● **YOUR OBJECTIVE**
Within these records, how many lines hold "mask"? Give the number alone.

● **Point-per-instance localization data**
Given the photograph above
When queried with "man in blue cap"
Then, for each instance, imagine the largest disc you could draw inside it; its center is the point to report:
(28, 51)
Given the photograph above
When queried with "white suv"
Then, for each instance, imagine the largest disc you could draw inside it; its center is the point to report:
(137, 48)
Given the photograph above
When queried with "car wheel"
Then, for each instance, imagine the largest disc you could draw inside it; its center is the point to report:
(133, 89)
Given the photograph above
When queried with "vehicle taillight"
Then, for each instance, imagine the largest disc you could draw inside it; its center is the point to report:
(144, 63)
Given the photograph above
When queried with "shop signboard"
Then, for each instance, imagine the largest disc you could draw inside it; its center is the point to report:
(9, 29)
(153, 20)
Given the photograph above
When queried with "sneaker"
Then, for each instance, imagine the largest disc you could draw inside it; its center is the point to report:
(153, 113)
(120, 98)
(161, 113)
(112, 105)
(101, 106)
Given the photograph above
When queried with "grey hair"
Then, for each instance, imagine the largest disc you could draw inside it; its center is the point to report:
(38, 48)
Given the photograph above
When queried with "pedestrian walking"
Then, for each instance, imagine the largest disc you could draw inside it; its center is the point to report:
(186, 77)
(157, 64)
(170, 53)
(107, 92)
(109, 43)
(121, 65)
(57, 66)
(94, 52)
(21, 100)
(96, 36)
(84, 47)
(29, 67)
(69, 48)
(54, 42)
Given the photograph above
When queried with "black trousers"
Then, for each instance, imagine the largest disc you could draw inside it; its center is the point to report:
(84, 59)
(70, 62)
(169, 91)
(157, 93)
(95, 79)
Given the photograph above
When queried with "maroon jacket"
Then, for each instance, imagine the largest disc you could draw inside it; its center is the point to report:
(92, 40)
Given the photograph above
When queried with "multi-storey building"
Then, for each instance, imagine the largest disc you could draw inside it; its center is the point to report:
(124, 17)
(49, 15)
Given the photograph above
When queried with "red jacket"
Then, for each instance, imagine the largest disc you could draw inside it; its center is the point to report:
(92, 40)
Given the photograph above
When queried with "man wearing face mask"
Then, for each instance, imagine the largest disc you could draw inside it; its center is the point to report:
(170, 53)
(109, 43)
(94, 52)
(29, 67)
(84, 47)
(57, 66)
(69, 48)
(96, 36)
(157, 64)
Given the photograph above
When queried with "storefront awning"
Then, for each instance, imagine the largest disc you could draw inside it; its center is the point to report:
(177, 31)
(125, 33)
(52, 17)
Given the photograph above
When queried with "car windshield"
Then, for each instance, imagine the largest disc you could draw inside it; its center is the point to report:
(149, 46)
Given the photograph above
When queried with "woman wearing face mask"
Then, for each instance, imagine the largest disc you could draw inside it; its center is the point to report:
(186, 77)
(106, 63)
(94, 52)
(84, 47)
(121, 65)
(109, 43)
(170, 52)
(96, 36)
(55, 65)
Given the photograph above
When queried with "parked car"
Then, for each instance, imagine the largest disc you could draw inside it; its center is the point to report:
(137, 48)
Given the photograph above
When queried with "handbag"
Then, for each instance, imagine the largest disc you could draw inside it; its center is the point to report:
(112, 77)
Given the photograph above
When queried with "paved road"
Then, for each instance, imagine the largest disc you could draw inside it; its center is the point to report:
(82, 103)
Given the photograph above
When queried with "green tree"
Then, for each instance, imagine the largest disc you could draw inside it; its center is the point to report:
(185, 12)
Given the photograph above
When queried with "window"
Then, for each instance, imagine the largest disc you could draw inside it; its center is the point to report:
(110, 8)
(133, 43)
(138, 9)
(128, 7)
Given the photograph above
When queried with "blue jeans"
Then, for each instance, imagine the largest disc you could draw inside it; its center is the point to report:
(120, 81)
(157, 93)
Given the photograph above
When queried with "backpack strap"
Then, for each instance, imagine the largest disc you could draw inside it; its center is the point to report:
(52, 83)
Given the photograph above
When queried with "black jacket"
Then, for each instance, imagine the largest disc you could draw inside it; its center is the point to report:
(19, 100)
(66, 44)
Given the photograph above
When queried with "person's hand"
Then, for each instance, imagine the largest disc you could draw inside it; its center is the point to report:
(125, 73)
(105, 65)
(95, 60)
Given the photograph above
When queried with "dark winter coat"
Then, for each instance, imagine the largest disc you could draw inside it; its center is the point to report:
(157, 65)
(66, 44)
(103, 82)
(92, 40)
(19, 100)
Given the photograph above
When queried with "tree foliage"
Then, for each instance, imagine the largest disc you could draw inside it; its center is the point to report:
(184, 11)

● **SOLUTION**
2